* [Problems to solve]
a. In the article on the Lynas plant's operating licence, how much thorium does the average Malaysian soil contain?
b. Continue the article on the Lynas plant's operating licence from its last sentence.

* [Extract provided]
╭──
THE temporary operating licence (TOL) granted by the government for Lynas Advanced Material Plant (Lamp) to process rare earth from Australia is a much awaited decision, said radiology expert Datuk Dr Looi Hoong Wah.
Lauding the move, he said that there was no radiation emitted from Lamp in Gebeng, adding that radiation could never be measured outside the boundaries of the plant by even the most sensitive equipment.
He said the public dose limits for exposure from uranium mining, nuclear plants and other plants were usually set at 1 millisieverts (mSv) per year above background.
"However, experts, including Professor Wade Allison of Oxford University, argued that the dose limit can safely be raised to 100 mSv, based on health statistics."Compare this with the dose of 0.002 mSv per year of exposure for people living within 1km of the Lynas plant in the worst case scenario."
He added that close observation of the Lynas RIA (radiological impact assessment) report together with United Nations atomic energy experts reports, the first two most voluminous residue stream from Lynas would have less than 12 parts per million (ppm) of thorium, and the average Malaysian soil has 20 ppm of thorium.
Looi added that the issuance of TOL to Lynas meant that 1,750 high-quality jobs had been saved, as there were 350 employed directly by the plant and the job multiplier effect of any major industrial plant was four and eight times that number. The construction of the plant would add hundreds of millions to the gross domestic product (GDP), he said.
"Each year, the plant will generate billions of ringgit in sales of the rare earth (economic output) and millions more in total labour income. These figures include both direct and secondary effects.
"Direct effects reflect the plant's expenditure for goods, services and labour, while the secondary effects include subsequent spending attributable to the presence of the plant and its employees as plant expenditure filters through the economy.
"The subsequent production of the plant is expected to be in the billions of ringgit and this is considered to be part of the GDP.
"Billions more would be added to the GDP as a result of the spin-off effect."
He added that since the billions of ringgit worth of rare earth exports would be part of the nation's export statistics, the country's exports and trade surplus would also increase by the billions.
╰──
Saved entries
╭──
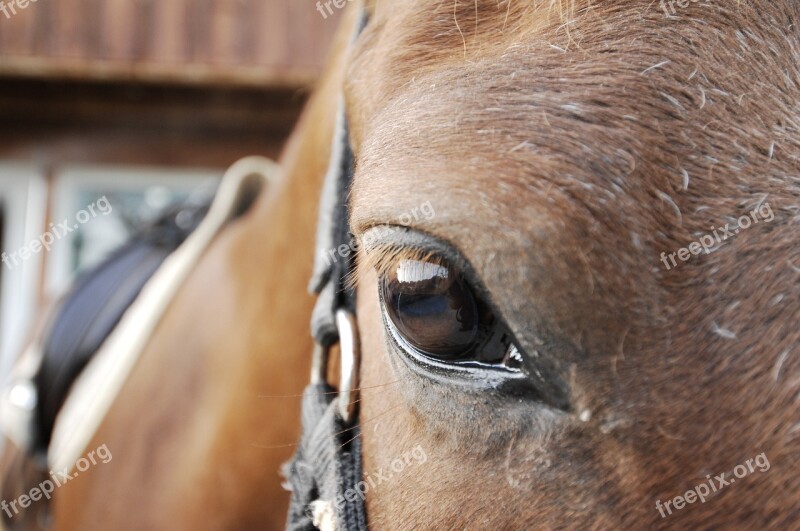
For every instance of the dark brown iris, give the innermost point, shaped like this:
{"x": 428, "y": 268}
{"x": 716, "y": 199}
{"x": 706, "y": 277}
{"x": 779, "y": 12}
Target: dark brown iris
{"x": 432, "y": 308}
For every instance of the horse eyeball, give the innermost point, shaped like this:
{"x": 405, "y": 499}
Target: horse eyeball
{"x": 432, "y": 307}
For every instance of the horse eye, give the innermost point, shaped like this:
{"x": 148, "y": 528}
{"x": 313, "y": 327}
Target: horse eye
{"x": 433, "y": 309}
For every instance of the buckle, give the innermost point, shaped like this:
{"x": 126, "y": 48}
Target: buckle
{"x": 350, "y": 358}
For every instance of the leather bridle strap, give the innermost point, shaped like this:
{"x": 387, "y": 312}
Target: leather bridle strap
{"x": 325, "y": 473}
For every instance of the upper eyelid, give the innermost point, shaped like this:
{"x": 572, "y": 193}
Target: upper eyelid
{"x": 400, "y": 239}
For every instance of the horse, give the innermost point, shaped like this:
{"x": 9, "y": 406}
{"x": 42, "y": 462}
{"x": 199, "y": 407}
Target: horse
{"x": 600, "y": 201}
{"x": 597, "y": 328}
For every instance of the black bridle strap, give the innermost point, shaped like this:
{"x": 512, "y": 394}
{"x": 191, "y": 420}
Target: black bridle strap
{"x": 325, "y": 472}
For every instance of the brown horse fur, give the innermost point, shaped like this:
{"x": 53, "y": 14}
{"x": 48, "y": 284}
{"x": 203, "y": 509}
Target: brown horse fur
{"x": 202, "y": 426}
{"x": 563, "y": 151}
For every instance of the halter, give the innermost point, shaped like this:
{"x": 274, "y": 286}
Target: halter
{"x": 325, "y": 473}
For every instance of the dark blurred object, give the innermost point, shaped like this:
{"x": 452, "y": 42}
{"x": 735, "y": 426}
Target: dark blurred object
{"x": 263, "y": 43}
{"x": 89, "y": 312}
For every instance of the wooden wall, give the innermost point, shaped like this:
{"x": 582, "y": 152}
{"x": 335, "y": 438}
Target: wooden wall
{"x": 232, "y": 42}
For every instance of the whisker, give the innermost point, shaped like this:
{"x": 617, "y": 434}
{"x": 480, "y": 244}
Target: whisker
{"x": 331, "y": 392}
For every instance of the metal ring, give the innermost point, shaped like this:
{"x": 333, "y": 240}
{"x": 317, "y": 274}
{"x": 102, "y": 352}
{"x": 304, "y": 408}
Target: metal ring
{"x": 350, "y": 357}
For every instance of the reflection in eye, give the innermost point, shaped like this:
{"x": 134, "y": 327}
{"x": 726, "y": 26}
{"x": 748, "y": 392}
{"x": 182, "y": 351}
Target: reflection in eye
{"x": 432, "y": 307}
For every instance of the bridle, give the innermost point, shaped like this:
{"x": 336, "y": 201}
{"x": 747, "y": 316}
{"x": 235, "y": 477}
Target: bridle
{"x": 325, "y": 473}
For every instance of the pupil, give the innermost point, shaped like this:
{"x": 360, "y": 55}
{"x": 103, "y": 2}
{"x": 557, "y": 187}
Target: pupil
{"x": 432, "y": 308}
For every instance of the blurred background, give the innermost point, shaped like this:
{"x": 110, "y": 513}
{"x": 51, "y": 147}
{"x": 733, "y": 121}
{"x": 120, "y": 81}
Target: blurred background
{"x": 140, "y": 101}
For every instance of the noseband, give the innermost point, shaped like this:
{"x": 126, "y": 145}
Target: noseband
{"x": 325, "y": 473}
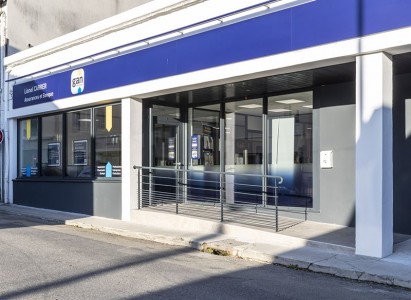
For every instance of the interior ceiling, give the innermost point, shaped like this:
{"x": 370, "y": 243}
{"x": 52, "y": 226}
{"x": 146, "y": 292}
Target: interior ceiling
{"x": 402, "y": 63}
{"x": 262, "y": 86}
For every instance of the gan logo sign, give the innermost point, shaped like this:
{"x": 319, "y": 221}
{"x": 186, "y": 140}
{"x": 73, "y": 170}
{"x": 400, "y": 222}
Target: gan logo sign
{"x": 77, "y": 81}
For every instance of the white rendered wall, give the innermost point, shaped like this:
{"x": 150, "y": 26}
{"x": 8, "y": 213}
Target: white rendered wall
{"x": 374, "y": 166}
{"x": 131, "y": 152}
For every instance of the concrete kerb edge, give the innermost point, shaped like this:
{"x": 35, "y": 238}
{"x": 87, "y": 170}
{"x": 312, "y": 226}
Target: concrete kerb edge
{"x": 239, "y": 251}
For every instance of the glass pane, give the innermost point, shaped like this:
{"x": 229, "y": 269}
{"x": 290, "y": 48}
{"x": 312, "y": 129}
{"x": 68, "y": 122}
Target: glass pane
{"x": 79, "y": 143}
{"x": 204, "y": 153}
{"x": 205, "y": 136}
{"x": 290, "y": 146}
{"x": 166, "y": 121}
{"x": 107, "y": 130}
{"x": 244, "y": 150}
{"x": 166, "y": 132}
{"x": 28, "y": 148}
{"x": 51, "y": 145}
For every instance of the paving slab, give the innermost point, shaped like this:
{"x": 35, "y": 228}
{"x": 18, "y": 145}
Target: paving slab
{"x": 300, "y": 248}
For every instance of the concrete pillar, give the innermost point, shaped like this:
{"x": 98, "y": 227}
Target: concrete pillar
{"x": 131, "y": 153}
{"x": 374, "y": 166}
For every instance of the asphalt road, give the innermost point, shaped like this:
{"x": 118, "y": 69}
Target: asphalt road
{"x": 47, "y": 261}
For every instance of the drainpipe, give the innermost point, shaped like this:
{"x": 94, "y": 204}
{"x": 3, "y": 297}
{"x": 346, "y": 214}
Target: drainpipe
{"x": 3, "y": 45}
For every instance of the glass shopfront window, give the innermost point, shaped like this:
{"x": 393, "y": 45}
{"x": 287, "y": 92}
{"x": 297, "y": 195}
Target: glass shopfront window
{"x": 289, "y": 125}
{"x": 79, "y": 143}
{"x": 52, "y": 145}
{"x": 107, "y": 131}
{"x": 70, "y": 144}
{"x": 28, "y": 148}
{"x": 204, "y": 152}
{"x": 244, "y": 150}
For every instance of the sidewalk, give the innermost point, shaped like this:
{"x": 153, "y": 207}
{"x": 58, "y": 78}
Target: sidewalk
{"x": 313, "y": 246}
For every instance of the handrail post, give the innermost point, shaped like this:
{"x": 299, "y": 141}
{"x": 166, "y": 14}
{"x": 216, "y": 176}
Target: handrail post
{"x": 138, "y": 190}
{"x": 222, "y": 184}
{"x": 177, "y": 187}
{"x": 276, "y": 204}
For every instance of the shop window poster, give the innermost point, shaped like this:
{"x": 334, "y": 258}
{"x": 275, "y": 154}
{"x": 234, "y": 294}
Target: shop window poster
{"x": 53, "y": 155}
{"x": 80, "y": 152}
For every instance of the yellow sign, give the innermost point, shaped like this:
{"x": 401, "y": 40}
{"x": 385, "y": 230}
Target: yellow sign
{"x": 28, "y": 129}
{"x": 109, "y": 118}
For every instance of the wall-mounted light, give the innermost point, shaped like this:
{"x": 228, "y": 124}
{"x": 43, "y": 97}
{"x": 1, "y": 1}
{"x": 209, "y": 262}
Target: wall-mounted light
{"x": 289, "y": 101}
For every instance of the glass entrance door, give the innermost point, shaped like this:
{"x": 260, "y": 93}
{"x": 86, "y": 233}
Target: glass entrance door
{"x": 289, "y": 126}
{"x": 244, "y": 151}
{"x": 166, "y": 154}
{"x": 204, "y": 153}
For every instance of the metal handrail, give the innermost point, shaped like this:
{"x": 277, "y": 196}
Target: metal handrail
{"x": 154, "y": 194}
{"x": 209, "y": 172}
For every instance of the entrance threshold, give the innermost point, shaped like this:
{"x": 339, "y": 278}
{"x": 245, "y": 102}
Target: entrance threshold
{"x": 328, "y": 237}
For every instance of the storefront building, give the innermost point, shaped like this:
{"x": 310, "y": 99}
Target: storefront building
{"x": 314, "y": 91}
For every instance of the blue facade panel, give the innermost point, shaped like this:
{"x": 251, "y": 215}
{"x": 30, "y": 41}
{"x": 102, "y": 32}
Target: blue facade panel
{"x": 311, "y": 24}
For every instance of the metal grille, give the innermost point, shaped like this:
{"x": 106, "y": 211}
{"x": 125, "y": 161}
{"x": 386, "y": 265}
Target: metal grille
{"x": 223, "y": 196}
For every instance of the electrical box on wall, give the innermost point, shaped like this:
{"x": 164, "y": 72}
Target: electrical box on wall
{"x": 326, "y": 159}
╰──
╭──
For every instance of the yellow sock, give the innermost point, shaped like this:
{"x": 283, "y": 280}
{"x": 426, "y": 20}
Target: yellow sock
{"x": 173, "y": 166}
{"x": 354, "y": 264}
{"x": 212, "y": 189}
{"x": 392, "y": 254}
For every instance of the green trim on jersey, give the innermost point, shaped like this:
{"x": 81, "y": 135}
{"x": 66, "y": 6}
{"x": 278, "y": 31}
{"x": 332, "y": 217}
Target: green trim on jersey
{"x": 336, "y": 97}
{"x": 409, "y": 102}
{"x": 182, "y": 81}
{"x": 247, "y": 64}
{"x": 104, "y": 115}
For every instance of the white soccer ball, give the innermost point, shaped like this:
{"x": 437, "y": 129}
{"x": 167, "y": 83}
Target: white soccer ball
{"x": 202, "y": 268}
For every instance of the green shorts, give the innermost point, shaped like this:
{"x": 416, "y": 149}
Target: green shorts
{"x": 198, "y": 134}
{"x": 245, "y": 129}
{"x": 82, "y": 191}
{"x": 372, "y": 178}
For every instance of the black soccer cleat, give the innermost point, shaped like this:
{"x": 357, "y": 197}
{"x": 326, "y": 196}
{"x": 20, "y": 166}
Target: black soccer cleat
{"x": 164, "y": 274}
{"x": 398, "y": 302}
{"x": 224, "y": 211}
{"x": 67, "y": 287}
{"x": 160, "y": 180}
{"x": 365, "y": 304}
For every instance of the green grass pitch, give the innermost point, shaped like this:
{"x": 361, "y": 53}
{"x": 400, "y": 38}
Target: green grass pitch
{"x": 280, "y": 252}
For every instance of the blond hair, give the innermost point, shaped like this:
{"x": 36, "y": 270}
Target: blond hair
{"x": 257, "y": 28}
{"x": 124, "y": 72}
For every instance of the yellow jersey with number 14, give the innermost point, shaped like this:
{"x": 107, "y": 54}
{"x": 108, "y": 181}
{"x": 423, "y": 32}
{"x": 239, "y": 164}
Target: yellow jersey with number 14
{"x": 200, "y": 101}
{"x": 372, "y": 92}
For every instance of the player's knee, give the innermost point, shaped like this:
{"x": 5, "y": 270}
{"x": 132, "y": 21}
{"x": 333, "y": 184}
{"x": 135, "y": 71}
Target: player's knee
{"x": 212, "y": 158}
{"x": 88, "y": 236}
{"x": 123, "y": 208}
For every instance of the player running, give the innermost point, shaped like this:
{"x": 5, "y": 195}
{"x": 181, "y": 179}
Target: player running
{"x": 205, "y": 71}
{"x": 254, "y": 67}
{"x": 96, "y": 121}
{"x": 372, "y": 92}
╰──
* [Outputs in order]
a. 20 parts per million (ppm).

b.
"When our GDP is increased by the billions, the government will be allowed to print billions of ringgit to pay for the schools, hospitals, subsidies and scholarships and many more services and infrastructural development for the people, without any devaluation of the ringgit."
Meanwhile, the Atomic Energy Licensing Board (AELB) confirmed that Lynas (Malaysia) would have to remove its industrial residue out of Malaysia, as per the TOL issued by the board.
Its director-general, Raja Datuk Abdul Aziz Raja Adnan, said that there was no doubt between the parties involved in the deal that the residue should be moved out from Malaysia as and when directed by the board.
"The management of the residue is the sole responsibility of Lynas. They are obligated to take it out of Malaysia as required."
He said Lynas had submitted two letters of undertaking, the first by Lynas Australia committing itself to remove the residue out of Malaysia, and the second by Lynas Malaysia re-affirming the same.
He said claims that the removal of residue was non-binding for Lynas should not arise as it was legally binding and AELB would enforce it.
Health Minister Datuk Seri Liow Tiong Lai said it was up to Lynas Corporation Ltd to ship out all of its waste from its plant here.
"The company is supposed to process the residue into a product and will choose a suitable market before exporting it out of the country," he said after launching "The Heart Exhibition" here yesterday.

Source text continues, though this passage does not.